→ **課題**
[a] 本文によると、筆者がそわそわしたり妙な気持ちになったりする時があるのはどのような状況のときか、説明しなさい。
[b] 本文について、次の問いに答えなさい。
(i) 無事に始まったと書かれている公演の名前は何か。
(ii) 部屋の窓から見える海を、汽笛を鳴らしながらゆっくり進んでいくものは何か。
(iii) 本で誰かがシンガポールを何のようだと言っていたか。
[c] 本文から、「オーディエンスの反応がとても豊か。感謝の日々です。」で始まり「幸せそうだ、と感じる。」で終わる部分をそのまま抜き出しなさい。

→ **本文**
11.7(thu) SANCTUARY、無事に公演が始まりました。

オーディエンスの反応がとても豊か。感謝の日々です。

今日は休演日。

シンガポールにながらく滞在していると、瞬発的にそわそわするというか、妙な気持ちになる時がある。

部屋の窓から見えている景色はとっても平和。穏やかで、綺麗な不思議なピョウと鳴く鳥の声が聞こえて、白壁のマンションが立ち並んでいて、海には大きな船がたまに汽笛を鳴らしながらゆっくり進んでいく。

都市へ行けばファッションショーのような奇天烈な形のビルが大迫力でダーン、バーンと立ち並んでいて、それに対してなんとなく私は肩をすくめて前を通り過ぎる。 きらびやかなモールは綺麗なものがたくさん並んでいてカラフルで上品で、とても美しい。 たまに三角形をした軍用機が轟音を立てて空をまっすぐ飛んでいく。

本で誰かがシンガポールを竜宮城のようだと言っていたのを思い出す。

幸せそうだ、と感じる。

→ **提供データ**
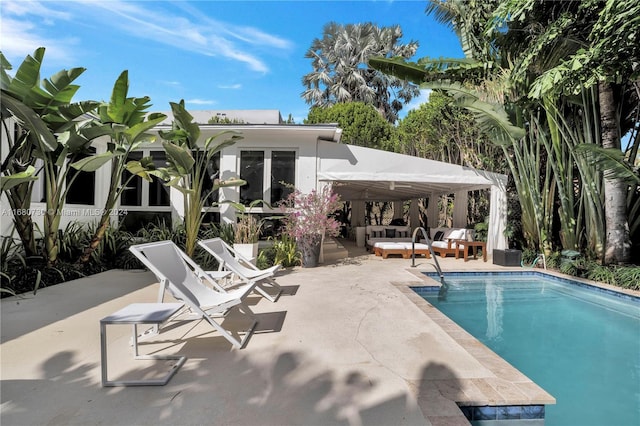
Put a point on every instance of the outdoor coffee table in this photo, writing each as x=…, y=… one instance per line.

→ **各課題の解答**
[a] シンガポールに長らく滞在していると、瞬発的にそわそわするような、妙な気持ちになる時があると述べられている。

[b]
(i) SANCTUARY
(ii) 大きな船
(iii) 竜宮城

[c]
オーディエンスの反応がとても豊か。感謝の日々です。

今日は休演日。

シンガポールにながらく滞在していると、瞬発的にそわそわするというか、妙な気持ちになる時がある。

部屋の窓から見えている景色はとっても平和。穏やかで、綺麗な不思議なピョウと鳴く鳥の声が聞こえて、白壁のマンションが立ち並んでいて、海には大きな船がたまに汽笛を鳴らしながらゆっくり進んでいく。

都市へ行けばファッションショーのような奇天烈な形のビルが大迫力でダーン、バーンと立ち並んでいて、それに対してなんとなく私は肩をすくめて前を通り過ぎる。 きらびやかなモールは綺麗なものがたくさん並んでいてカラフルで上品で、とても美しい。 たまに三角形をした軍用機が轟音を立てて空をまっすぐ飛んでいく。

本で誰かがシンガポールを竜宮城のようだと言っていたのを思い出す。

幸せそうだ、と感じる。